___ DATASET EXTRACT

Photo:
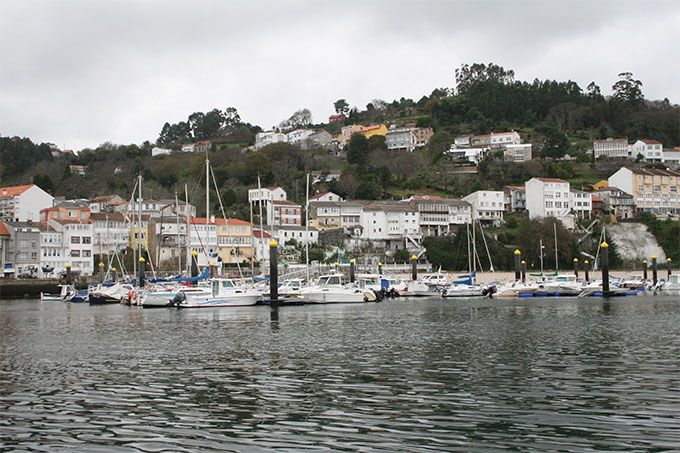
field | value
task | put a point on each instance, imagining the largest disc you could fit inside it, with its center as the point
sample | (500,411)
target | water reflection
(404,375)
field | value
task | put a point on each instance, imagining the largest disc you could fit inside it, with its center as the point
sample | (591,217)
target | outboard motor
(178,299)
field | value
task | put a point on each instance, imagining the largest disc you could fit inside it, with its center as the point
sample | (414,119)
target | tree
(627,89)
(358,150)
(341,107)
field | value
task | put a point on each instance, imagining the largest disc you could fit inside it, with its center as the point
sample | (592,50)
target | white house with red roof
(651,150)
(611,148)
(325,196)
(549,197)
(23,203)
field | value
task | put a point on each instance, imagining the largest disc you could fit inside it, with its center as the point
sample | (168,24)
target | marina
(407,374)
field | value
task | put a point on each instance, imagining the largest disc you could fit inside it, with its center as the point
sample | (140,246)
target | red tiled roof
(15,190)
(202,221)
(237,222)
(553,180)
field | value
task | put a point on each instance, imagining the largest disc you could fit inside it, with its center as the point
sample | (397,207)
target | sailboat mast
(557,265)
(307,228)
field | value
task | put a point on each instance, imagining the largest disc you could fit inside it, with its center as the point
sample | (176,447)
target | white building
(611,148)
(487,205)
(581,203)
(299,136)
(23,203)
(111,232)
(157,151)
(517,153)
(503,139)
(52,251)
(77,239)
(263,139)
(283,212)
(651,150)
(400,139)
(326,196)
(549,197)
(203,239)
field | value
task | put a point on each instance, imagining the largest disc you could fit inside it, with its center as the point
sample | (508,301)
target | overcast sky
(82,72)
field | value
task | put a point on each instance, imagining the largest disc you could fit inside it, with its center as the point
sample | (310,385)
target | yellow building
(235,241)
(376,129)
(653,190)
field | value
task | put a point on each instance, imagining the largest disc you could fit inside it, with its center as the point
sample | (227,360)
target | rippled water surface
(402,375)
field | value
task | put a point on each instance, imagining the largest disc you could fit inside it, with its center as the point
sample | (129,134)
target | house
(235,241)
(198,147)
(4,247)
(515,198)
(324,215)
(284,212)
(167,241)
(263,139)
(549,197)
(611,148)
(650,150)
(487,206)
(53,251)
(104,203)
(111,233)
(76,210)
(581,203)
(517,153)
(615,201)
(77,240)
(156,151)
(325,196)
(77,169)
(203,239)
(655,191)
(23,203)
(22,250)
(401,139)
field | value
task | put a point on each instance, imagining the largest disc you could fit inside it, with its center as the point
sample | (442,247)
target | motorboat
(671,286)
(65,291)
(108,293)
(332,289)
(223,293)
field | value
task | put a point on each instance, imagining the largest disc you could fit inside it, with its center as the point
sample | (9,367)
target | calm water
(402,375)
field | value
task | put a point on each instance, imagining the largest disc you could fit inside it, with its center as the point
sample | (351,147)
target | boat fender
(179,298)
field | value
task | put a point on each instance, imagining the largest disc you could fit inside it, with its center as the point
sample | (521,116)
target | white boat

______

[EXERCISE OBJECTIVE]:
Write out each entry above once more, exactly as written, and drop the pictures.

[EXERCISE ANSWER]:
Photo:
field | value
task | put a point on each instance, imagining the largest disc you could fit inside it, with its center as the point
sample | (500,411)
target | water reflection
(404,375)
field | value
task | put a point on each instance, imagining the largest disc you could fit inside it, with its center as the point
sample | (591,217)
target | outboard motor
(178,299)
field | value
task | put a point on each instance, imagining the largest disc you could fit inside it, with its center as the point
sample | (414,119)
target | tree
(627,89)
(358,150)
(341,107)
field | value
task | put a point on each instance, imagining the largest disc you could fit inside it, with its center as the point
sample | (592,50)
target | white house with red roof
(651,150)
(611,148)
(325,196)
(549,197)
(23,203)
field | value
task | put a point on each instance, imagining the largest disc you could fit inside it, with its center as the point
sample | (168,24)
target | marina
(407,374)
field | value
task | put a point on each instance, imagining the largest disc you could fit inside it, with its center as the point
sample | (140,246)
target | red tiled roof
(15,190)
(202,221)
(237,222)
(553,180)
field | value
task | put a point on each instance, imagining the largest disc you could fit inside it, with its center as the point
sample | (397,207)
target | sailboat mast
(557,265)
(307,228)
field | value
task | put a point on each instance, imagining the largest disc you could fit inside it, with its center as the point
sample | (176,447)
target | white building
(611,148)
(487,205)
(581,203)
(299,136)
(23,203)
(111,232)
(157,151)
(517,153)
(503,139)
(52,251)
(77,239)
(263,139)
(283,212)
(651,150)
(400,139)
(326,196)
(549,197)
(203,239)
field | value
task | put a point on each instance, imagining the largest disc you could fit inside it, with its center as the point
sample | (508,301)
target | overcast sky
(82,72)
field | value
task | put a point on each instance, imagining the largest disc you could fit inside it, with its center as the point
sample | (310,385)
target | yellow building
(235,241)
(376,129)
(653,190)
field | value
task | put a point on each instance, imagining the largest disc you could fit inside it, with its center as the point
sample | (227,360)
target | rippled water surface
(402,375)
field | value
task | put a point on each instance, imagining the largest disc you could fit inside it, with its center as the point
sample | (129,134)
target | house
(235,241)
(198,147)
(4,247)
(515,198)
(324,215)
(284,212)
(167,241)
(263,139)
(549,197)
(611,148)
(650,150)
(487,206)
(53,251)
(104,203)
(111,233)
(76,210)
(581,203)
(517,153)
(615,201)
(77,240)
(156,151)
(325,196)
(77,169)
(203,239)
(655,191)
(23,203)
(22,250)
(401,139)
field | value
task | put a point on each instance, imagining the largest disc you could fit inside it, with its center as the point
sample | (442,247)
target | motorboat
(671,286)
(65,291)
(108,293)
(332,289)
(223,293)
field | value
task | put a point on each instance, imagining the largest disc you could fit inside it, with its center as the point
sample | (9,367)
target | calm water
(402,375)
field | value
task | put a point on each instance, imagining the largest disc you could fit inside it, with its center as the point
sample | (351,147)
target | boat fender
(179,298)
field | value
task | put a point on each instance, imagining the largest disc you could fit inside it, with its center as the point
sample | (521,116)
target | white boat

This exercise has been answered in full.